● **WORK INSTRUCTIONS**: Copy out the article on old car seats below word for word, from its first line to its last.

● **READING TEXT**:

>>>>

Don’t know what to do with old car seats? You are not alone. Most parents don’t know what to do with seats their children have outgrown. The option of giving them away is frowned upon by safety experts who caution against it unless the seats are in near-immaculate condition.
It is for this reason that most charities say no to car seats. You’d also have to be extremely lucky to find a recycling program dedicated to them. Does that mean that there’s nothing you can do to keep the seats from ending up in a landfill? Read on to know what you can do with old car seats:
What to do with Old Car Seats?
Here are some options for you to consider:
1. Reuse them
You can reuse an old car seat if:
- It Isn’t Expired
Flip over the seat and look at its bottom for the expiration date set by the manufacturer. The expiry date will either be embossed into the plastic or printed in the form of a sticker.
Some manufacturers also include the expiry date in the instruction manual. We recommend that you reuse the seat if at least a month is remaining in the expiry date.
- It Isn’t Accidental
Car seats are no slouches and can resist mild thumps without compromising their integrity. However, if they were subject to a moderate to severe crash, you shouldn’t reuse them.
Having said that, some car seat manufacturers recommend that you desist from using their product after ANY crash, even if the jolts the seat were subjected to was minor.
- It’s Clean
Putting your kids in dirty car seats exposes them to the risk of ear infections and pneumonia. That’s especially true if the seats are old and haven’t been used for a long time.
Which is why we recommend that, regardless of the apparent condition of your old car seats, you must give them a thorough scrub. Only then should you put them in your car.
- It’s In Good Condition
Check the seat corners for nicks and cuts. Look under the fabric cover to ensure that there aren’t any insects lying around. Flip it over to inspect any signs of wear and tear.

<<<<

● **DATA EXCERPTS**:
>>>>

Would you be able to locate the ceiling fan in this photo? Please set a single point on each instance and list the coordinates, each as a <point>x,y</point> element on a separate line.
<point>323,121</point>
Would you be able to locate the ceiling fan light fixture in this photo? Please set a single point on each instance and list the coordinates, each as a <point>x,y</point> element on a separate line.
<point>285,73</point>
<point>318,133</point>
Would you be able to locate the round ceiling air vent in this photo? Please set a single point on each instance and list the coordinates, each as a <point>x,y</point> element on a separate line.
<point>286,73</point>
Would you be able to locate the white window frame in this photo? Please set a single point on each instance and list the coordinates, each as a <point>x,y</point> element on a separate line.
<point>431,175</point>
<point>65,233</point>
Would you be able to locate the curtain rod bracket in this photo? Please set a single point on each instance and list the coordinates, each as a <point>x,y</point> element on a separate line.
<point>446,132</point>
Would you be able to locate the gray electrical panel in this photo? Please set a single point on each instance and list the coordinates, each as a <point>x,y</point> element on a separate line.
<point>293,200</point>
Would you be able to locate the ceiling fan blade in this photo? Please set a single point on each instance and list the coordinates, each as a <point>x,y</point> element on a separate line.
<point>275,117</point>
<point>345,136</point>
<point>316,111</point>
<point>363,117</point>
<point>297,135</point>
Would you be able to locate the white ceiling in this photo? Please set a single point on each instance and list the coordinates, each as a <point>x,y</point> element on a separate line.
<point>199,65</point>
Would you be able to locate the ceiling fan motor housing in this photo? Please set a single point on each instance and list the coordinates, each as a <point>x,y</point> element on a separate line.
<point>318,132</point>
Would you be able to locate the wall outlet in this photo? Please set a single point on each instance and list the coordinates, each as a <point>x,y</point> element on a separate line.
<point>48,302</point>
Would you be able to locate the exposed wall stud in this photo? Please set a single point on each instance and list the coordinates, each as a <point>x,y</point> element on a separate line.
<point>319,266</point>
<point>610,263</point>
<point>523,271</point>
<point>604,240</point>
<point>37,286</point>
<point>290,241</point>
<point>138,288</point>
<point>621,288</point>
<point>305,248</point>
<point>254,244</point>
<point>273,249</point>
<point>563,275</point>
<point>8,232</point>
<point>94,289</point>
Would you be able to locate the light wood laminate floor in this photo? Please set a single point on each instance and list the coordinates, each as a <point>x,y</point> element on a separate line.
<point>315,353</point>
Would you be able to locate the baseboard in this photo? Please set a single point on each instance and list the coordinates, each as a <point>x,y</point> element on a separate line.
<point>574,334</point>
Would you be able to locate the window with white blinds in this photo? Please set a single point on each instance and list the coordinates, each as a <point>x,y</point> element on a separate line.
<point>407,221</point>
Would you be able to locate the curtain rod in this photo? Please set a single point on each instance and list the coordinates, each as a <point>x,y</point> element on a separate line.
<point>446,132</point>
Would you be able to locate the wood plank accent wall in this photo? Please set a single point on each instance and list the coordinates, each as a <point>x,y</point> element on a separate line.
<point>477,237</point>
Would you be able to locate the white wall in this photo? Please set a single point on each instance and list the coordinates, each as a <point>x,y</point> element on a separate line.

<<<<

● **EXERCISE ANSWER**:
Don’t know what to do with old car seats? You are not alone. Most parents don’t know what to do with seats their children have outgrown. The option of giving them away is frowned upon by safety experts who caution against it unless the seats are in near-immaculate condition.
It is for this reason that most charities say no to car seats. You’d also have to be extremely lucky to find a recycling program dedicated to them. Does that mean that there’s nothing you can do to keep the seats from ending up in a landfill? Read on to know what you can do with old car seats:
What to do with Old Car Seats?
Here are some options for you to consider:
1. Reuse them
You can reuse an old car seat if:
- It Isn’t Expired
Flip over the seat and look at its bottom for the expiration date set by the manufacturer. The expiry date will either be embossed into the plastic or printed in the form of a sticker.
Some manufacturers also include the expiry date in the instruction manual. We recommend that you reuse the seat if at least a month is remaining in the expiry date.
- It Isn’t Accidental
Car seats are no slouches and can resist mild thumps without compromising their integrity. However, if they were subject to a moderate to severe crash, you shouldn’t reuse them.
Having said that, some car seat manufacturers recommend that you desist from using their product after ANY crash, even if the jolts the seat were subjected to was minor.
- It’s Clean
Putting your kids in dirty car seats exposes them to the risk of ear infections and pneumonia. That’s especially true if the seats are old and haven’t been used for a long time.
Which is why we recommend that, regardless of the apparent condition of your old car seats, you must give them a thorough scrub. Only then should you put them in your car.
- It’s In Good Condition
Check the seat corners for nicks and cuts. Look under the fabric cover to ensure that there aren’t any insects lying around. Flip it over to inspect any signs of wear and tear.